▶ [Data section]:
--- begin ---
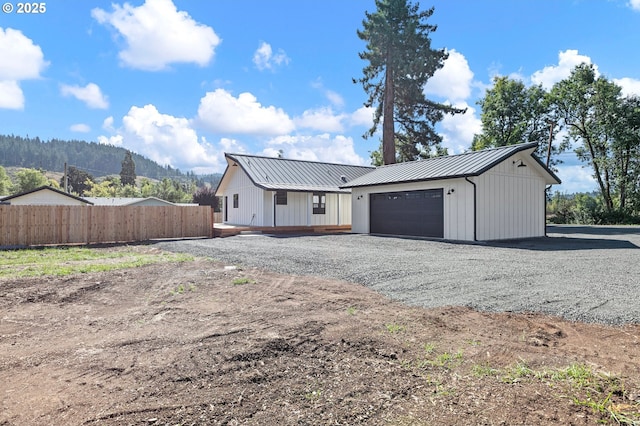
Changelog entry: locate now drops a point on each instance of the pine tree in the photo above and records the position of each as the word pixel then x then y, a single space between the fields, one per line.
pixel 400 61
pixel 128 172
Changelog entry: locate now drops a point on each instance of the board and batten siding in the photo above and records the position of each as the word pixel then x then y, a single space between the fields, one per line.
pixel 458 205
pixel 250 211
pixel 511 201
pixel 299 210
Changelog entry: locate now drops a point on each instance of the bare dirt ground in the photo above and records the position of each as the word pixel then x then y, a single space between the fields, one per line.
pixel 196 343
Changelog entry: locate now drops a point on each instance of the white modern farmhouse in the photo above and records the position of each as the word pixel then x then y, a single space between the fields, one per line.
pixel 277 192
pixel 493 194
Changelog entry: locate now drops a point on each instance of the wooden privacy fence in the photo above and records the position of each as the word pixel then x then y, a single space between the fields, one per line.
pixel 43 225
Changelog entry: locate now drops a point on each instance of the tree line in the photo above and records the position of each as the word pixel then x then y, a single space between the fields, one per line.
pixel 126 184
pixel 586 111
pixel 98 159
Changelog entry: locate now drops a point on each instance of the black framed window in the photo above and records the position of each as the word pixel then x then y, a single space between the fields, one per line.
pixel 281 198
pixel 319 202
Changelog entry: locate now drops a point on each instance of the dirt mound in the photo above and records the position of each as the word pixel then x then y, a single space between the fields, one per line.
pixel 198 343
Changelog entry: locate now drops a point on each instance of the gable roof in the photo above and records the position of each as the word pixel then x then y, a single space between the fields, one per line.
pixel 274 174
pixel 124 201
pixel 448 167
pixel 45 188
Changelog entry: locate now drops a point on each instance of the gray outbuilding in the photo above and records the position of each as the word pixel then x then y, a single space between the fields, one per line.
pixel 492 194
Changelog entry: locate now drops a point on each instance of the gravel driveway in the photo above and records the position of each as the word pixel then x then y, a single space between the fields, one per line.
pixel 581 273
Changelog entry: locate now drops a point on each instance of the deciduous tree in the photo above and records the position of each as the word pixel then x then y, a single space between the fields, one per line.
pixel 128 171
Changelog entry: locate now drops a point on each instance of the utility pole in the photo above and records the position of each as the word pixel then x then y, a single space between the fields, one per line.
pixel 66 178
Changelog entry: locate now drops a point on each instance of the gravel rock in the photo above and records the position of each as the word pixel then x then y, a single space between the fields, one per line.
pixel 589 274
--- end ---
▶ [Exercise task]:
Omit the pictures and restate the rest of the records verbatim.

▶ [Expected answer]:
Changelog entry: locate now drops a point on each instance of the pine tree in the photo above and records the position of each as the word pixel then x then y, a single space between the fields, one per line.
pixel 400 61
pixel 128 172
Changelog entry: locate now drops a point on each instance of the board and batten siding in the photo above and records the position of each as the word pixel then x then y, a single space between the fields, one per line.
pixel 458 205
pixel 250 211
pixel 511 201
pixel 299 210
Changelog entry: locate now drops a point on each instance of the bare dirt ground in the photo above and records the position of each as the word pixel then x then y, a single space between the fields, one per line.
pixel 196 343
Changelog entry: locate now drops a point on each instance of the white modern farmhouse in the photo above and records the position of each as the word pixel then x then y, a single space between the fields, one per line.
pixel 277 192
pixel 493 194
Changelog entry: locate now drops a point on each instance of the wooden privacy fence in the photo above and records the position of each as the word pixel then x then y, a single space between the fields, one per line.
pixel 43 225
Changelog entry: locate now drops a point on each instance of the tree line in the photo above and records the position of each as the word pixel then x then y, a single space between the fields, one per line.
pixel 126 184
pixel 586 111
pixel 98 159
Changelog entry: locate now drops a point on each instance of the black framed window in the photo above and records the position of each as the word pixel then x then y, a single space between the fields, one per line.
pixel 281 198
pixel 319 202
Changelog entry: locate now drops a point on each instance of the dirt mound in the photo above and records the position of each as the word pixel then x then y, a single space between the fields, one per line.
pixel 198 343
Changelog entry: locate now drops a point on each instance of the gable roof in the photo above and records the position of each as the word pixel then x then y, a single space between the fields, one per line.
pixel 274 174
pixel 124 201
pixel 448 167
pixel 45 188
Changelog entry: locate now drops a point on each instance of the gray outbuilding in the photo above and records the position of each as the word pixel then x then y, a single space between the fields, one per line.
pixel 492 194
Changelog entry: locate now drops a point on each instance of the gravel driveway in the photo above and records the position of each as the word pixel then x then y, a single space between the fields, one per line.
pixel 581 273
Changelog entry: locate now drops a point on each instance of the deciduous tree in the photo above and records the position of each as the word pixel then x then y, a single space between the fields, one per line.
pixel 128 171
Changelog entry: locate now drops a point on each instance of the utility pole in the photo above and records the position of each as the word pixel then x then y, a single space between the fields, one per line.
pixel 66 178
Changelog entry: locate now drops a point on each instance of the gravel rock in the photo above and records the position of each as the word pixel then x then y, a single space between the fields, one per line.
pixel 589 274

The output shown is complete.